**Entries supplied:**
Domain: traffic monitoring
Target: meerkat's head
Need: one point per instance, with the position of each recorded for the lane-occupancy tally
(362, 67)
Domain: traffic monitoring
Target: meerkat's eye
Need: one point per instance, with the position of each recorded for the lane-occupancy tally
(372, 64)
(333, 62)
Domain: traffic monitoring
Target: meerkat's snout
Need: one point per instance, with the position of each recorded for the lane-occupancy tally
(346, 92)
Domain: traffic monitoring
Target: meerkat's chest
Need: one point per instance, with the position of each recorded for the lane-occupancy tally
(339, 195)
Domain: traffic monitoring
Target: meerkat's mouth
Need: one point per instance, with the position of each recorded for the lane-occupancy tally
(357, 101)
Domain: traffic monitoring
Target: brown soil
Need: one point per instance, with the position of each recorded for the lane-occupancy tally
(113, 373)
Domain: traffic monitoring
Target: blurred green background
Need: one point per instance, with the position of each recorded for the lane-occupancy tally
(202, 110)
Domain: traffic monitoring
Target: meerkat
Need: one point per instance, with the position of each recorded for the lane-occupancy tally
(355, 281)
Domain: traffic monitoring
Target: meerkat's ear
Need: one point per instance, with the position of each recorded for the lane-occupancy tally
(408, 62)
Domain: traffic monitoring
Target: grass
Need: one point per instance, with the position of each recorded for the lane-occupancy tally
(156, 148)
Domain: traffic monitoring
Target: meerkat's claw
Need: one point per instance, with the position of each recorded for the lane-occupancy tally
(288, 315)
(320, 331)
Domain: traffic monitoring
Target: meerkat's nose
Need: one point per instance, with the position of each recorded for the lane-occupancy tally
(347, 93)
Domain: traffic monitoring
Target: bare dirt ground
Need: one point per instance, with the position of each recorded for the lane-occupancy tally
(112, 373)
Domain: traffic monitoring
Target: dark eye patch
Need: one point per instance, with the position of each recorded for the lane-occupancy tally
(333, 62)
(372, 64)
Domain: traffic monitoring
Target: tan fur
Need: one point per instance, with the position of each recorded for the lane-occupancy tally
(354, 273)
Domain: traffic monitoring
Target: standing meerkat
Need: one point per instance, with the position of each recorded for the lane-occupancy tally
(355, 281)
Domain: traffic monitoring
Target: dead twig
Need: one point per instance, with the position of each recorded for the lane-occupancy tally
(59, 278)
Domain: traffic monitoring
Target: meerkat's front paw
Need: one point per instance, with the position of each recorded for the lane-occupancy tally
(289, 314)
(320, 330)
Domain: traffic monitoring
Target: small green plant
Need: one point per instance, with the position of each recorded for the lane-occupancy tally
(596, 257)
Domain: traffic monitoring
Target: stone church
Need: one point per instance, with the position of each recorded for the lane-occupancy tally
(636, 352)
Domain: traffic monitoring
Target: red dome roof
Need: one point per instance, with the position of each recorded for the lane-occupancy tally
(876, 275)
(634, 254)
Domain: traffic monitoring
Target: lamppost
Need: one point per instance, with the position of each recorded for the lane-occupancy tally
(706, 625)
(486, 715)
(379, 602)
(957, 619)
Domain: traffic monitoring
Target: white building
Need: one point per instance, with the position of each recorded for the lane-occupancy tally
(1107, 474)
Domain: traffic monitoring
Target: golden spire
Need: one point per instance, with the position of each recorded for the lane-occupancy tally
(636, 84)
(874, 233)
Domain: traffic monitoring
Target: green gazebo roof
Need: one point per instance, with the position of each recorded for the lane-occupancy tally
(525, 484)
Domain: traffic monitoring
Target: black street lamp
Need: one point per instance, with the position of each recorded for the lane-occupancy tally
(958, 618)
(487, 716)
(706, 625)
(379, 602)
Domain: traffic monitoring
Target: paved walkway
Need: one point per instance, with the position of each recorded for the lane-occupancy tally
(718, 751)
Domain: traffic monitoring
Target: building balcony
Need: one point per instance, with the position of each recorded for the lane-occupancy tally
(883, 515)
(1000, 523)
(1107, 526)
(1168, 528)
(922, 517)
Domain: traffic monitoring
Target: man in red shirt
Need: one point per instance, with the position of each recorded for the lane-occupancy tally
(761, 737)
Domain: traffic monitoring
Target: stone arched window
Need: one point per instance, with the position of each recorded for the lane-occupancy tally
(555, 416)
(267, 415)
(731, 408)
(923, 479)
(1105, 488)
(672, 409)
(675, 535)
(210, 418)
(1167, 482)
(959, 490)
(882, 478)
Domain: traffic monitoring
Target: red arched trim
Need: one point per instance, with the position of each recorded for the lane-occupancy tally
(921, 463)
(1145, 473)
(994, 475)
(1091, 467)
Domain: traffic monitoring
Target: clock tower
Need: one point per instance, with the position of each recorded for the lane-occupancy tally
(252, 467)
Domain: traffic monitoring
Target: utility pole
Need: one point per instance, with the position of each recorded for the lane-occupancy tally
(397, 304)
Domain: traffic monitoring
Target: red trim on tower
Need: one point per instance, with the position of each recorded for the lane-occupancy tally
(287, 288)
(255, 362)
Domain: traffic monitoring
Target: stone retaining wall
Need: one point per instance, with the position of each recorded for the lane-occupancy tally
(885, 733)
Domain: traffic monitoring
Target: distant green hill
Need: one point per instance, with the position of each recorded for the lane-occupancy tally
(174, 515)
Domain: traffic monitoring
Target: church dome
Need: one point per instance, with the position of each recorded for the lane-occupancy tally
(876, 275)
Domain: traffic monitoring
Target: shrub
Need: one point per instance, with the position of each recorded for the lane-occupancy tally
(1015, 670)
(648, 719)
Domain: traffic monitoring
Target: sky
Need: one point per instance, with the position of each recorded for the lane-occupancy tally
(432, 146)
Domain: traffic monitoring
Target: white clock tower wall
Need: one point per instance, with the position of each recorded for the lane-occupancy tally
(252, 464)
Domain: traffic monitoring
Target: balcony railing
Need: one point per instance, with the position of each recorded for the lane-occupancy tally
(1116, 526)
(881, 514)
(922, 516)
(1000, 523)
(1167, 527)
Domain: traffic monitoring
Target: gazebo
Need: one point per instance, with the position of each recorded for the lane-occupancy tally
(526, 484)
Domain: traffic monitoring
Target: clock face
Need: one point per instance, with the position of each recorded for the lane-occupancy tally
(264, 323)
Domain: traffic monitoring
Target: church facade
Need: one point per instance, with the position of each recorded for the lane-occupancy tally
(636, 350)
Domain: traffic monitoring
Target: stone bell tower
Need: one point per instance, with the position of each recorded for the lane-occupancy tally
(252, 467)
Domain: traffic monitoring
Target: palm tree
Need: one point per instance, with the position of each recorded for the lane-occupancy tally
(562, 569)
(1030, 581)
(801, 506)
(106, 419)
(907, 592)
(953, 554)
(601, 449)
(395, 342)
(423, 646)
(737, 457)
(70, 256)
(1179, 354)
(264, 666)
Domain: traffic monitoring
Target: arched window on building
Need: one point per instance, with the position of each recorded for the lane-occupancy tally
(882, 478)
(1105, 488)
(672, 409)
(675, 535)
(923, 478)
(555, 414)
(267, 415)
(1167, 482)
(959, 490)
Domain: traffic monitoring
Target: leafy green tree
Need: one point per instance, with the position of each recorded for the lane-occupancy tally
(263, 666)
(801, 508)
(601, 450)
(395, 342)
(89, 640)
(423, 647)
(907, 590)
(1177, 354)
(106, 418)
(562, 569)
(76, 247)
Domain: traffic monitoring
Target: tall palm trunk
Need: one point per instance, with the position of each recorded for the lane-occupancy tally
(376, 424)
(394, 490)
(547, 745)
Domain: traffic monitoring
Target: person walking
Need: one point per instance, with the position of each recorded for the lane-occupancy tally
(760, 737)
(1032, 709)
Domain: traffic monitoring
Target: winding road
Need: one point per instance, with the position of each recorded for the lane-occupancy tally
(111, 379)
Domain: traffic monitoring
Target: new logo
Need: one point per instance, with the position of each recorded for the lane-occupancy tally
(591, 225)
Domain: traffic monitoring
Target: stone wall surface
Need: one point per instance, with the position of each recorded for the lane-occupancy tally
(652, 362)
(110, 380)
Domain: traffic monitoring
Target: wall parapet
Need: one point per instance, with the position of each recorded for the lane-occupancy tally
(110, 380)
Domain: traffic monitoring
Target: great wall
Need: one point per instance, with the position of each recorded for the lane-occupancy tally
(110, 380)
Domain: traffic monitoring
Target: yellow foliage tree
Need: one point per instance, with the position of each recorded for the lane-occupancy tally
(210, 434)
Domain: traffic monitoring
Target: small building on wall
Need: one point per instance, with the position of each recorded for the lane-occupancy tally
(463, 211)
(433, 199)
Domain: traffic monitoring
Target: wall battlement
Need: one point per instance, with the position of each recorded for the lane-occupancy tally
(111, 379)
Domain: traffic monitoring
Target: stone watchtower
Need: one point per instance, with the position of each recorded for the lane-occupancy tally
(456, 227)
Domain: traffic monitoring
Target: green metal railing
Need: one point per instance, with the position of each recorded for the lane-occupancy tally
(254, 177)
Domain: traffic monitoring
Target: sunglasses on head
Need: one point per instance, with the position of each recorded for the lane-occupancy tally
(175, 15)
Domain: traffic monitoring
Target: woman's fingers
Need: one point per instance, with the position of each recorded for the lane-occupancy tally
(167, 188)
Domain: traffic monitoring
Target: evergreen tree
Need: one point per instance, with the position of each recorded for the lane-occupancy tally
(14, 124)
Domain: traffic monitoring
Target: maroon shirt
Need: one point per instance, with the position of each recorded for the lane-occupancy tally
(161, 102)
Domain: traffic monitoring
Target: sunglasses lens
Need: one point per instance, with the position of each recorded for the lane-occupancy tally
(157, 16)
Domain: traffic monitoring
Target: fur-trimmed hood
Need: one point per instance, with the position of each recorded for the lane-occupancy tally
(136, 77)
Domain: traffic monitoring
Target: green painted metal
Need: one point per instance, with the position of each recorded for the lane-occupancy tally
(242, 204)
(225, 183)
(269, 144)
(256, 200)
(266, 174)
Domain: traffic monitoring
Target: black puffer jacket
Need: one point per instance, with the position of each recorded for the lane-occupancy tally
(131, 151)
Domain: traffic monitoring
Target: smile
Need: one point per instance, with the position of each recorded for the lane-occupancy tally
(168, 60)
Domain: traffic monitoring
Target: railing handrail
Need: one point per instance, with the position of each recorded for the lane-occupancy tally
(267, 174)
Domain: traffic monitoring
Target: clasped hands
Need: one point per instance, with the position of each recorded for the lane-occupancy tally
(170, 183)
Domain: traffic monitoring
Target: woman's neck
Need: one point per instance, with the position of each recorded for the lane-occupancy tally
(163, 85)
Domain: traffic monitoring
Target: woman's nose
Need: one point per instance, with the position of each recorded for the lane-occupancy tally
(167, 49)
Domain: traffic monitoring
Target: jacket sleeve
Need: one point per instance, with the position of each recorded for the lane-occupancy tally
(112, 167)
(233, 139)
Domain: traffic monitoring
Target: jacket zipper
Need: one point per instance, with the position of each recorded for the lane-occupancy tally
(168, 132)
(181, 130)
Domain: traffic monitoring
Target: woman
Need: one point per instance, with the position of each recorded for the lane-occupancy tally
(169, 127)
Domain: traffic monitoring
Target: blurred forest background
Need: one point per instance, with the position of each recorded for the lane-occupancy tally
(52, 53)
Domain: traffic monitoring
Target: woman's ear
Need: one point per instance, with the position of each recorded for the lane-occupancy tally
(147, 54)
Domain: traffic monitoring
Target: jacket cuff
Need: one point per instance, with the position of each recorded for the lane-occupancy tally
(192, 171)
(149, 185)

**What the exercise asks:** Give the count of lines in the listing above that include "sunglasses", with no other words.

**Exercise solution:** 2